_Given passage_
Thursday, June 30, 2011

All We Hear Is Radio Bla Bla

At Cannes we heard news that UK agencies appear to have no interest left whatsoever in radio. That everybody is focused on TV and online.

Creatives don't want to work on radio because they think it is boring, that it has little creative opportunity, that they cannot get a raise or become known by making great radio work. This means radio work often gets farmed out to juniors or neglected, not given the care it deserves.

Radio isn't a big impactful medium, it won't do anything for your brand... so let's focus on the TV and online stuff shall we?

The problem with that view is that it is totally wrong.

If you think radio is useless then you are not doing it right. Use it like any other medium and make the most of the opportunity. Treat it with respect, understand how to make it work, and then make bloody good stuff.

Has everyone forgotten the Budweiser Men of genius work? Radio spots so good that they turned it into a TV campaign, which wasn't as good as the radio. Have we forgotten that radio is really good at reaching people while they are near a computer? A nice way to promote your new digital work no?

_Actions to take_
(1) Using the post on radio advertising, decide whether each statement agrees with it: (a) At Cannes the writer heard that UK agencies have lost interest in radio; (b) the Budweiser TV campaign was better than its radio spots; (c) radio work is often handed off to juniors. Answer yes or no for each, quoting the words of the post that settle it.
(2) Give a continuation of the post on radio advertising, picking up after its final sentence.
The items have no role in these tasks.

_Data provided_
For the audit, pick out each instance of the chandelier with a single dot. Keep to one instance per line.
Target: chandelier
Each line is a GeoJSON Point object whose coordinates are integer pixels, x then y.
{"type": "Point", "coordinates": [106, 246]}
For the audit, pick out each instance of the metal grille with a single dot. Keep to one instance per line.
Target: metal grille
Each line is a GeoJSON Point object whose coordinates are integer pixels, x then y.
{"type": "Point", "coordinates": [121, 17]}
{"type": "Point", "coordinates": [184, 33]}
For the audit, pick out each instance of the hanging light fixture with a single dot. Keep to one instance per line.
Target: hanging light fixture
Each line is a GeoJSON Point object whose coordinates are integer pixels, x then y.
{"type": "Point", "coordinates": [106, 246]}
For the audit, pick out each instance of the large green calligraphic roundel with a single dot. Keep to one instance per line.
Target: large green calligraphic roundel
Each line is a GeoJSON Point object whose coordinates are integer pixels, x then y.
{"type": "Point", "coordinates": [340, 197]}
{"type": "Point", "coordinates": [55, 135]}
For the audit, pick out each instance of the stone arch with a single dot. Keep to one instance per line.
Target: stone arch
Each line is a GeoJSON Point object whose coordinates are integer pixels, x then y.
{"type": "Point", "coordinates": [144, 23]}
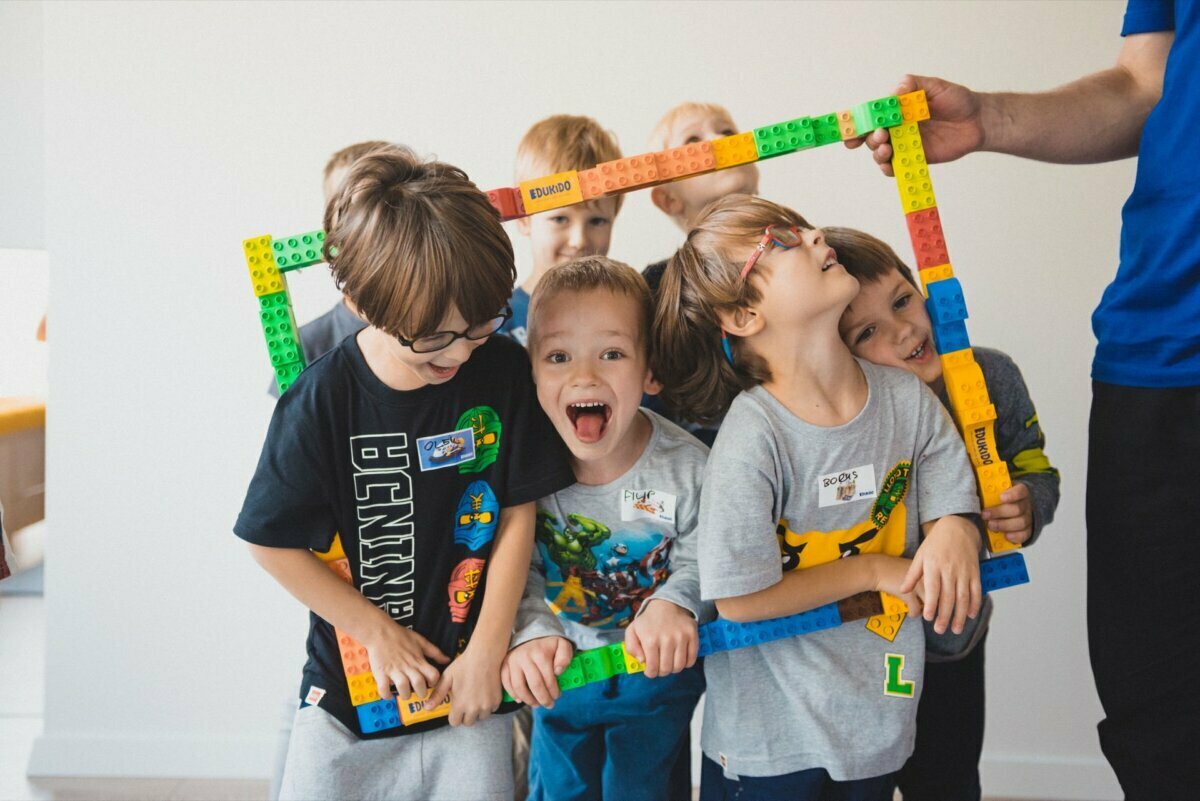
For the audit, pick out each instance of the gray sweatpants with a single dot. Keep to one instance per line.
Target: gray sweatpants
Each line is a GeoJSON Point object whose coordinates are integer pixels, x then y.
{"type": "Point", "coordinates": [325, 760]}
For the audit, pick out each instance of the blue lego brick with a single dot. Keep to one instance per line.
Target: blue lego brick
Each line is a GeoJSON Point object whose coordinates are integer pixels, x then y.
{"type": "Point", "coordinates": [946, 303]}
{"type": "Point", "coordinates": [999, 572]}
{"type": "Point", "coordinates": [951, 336]}
{"type": "Point", "coordinates": [378, 716]}
{"type": "Point", "coordinates": [727, 636]}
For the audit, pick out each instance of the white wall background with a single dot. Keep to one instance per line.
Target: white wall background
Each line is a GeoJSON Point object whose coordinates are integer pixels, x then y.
{"type": "Point", "coordinates": [173, 131]}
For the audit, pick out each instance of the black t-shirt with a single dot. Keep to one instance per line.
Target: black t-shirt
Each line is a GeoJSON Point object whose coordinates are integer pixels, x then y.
{"type": "Point", "coordinates": [414, 482]}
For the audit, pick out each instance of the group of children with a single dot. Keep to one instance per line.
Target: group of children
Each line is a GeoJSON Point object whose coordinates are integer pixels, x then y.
{"type": "Point", "coordinates": [507, 500]}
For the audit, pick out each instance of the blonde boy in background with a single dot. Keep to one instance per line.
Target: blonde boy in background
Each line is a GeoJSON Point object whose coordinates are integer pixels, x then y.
{"type": "Point", "coordinates": [553, 145]}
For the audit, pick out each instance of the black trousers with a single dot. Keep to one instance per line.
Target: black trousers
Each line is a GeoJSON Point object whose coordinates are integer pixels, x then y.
{"type": "Point", "coordinates": [945, 763]}
{"type": "Point", "coordinates": [1144, 585]}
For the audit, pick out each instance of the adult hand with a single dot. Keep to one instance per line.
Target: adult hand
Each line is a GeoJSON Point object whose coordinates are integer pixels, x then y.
{"type": "Point", "coordinates": [955, 126]}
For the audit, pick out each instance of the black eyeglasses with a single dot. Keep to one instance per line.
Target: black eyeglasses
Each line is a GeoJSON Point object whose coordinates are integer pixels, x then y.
{"type": "Point", "coordinates": [443, 339]}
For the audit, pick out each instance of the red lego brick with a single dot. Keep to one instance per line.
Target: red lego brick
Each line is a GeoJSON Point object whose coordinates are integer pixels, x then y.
{"type": "Point", "coordinates": [629, 173]}
{"type": "Point", "coordinates": [690, 160]}
{"type": "Point", "coordinates": [928, 241]}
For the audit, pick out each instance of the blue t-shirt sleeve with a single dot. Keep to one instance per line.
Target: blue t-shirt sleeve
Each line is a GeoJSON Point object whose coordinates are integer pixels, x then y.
{"type": "Point", "coordinates": [1149, 16]}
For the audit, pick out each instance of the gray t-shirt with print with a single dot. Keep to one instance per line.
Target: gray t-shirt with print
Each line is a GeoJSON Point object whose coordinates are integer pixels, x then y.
{"type": "Point", "coordinates": [784, 494]}
{"type": "Point", "coordinates": [603, 550]}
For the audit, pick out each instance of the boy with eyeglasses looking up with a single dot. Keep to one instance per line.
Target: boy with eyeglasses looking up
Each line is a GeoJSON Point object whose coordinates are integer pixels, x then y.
{"type": "Point", "coordinates": [420, 440]}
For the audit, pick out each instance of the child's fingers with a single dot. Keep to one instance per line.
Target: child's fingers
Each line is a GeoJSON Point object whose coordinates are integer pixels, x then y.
{"type": "Point", "coordinates": [431, 650]}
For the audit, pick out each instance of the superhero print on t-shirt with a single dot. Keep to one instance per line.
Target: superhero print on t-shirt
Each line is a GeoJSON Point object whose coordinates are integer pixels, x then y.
{"type": "Point", "coordinates": [595, 576]}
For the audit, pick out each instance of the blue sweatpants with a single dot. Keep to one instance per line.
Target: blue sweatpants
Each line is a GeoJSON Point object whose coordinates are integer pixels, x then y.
{"type": "Point", "coordinates": [613, 740]}
{"type": "Point", "coordinates": [802, 786]}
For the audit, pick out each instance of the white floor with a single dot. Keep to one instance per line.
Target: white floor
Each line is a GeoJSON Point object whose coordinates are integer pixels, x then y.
{"type": "Point", "coordinates": [22, 690]}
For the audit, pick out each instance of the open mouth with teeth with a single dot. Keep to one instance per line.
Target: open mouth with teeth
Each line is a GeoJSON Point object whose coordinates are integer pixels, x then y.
{"type": "Point", "coordinates": [589, 420]}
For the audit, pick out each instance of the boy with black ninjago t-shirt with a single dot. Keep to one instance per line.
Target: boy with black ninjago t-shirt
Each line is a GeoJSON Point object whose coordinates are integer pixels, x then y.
{"type": "Point", "coordinates": [420, 440]}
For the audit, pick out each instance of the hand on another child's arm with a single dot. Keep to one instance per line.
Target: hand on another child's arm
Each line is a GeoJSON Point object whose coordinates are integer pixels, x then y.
{"type": "Point", "coordinates": [1013, 516]}
{"type": "Point", "coordinates": [529, 672]}
{"type": "Point", "coordinates": [664, 637]}
{"type": "Point", "coordinates": [947, 567]}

_Written responses_
(1)
(a) Yes: "At Cannes we heard news that UK agencies appear to have no interest left whatsoever in radio."
(b) No: "which wasn't as good as the radio."
(c) Yes: "radio work often gets farmed out to juniors or neglected"

(2)
Agencies complaining about low budgets, why not consider if that dirt cheap, badly shot on a shoestring 20 second TV ad you just made, which will air 3 times on an obscure satellite channel (UK Gymnastic 2 +1); might be better as a national 40 second radio campaign on the same budget. Giving you time to actually be creative instead of having 5 seconds to shoehorn in a cheap gag.

I've seen cases of miniscule budgets turned into double figure ROI using radio. You would think people might notice this...

We have some brilliant writers in this country, let's remind them why campaigns are about the bigger picture, not just the fashionable bits.

Tuesday, June 21, 2011

Cannes the Cannes

The problem with advertising awards is that they judge creativity.

Well, they judge creativity without a benchmark of where the ad came from. No idea of how tough the birth of this idea was. It also tends to be based around a fixed set of creative principles.

To me, judging agency awards based purely on their creativity is rather like judging the quality of a school based only on the final grades of its pupils. Is the 10 A's averaging school in a rich area better than the 3 A's school in a poor area where English isn't always a first language? Surely understanding how hard it has been to get to the results, and the starting point going in are more than relevant to the success?

If you don't understand the initial problems and the process involved in an ad, is it not a little unfair to then reward only the outcome.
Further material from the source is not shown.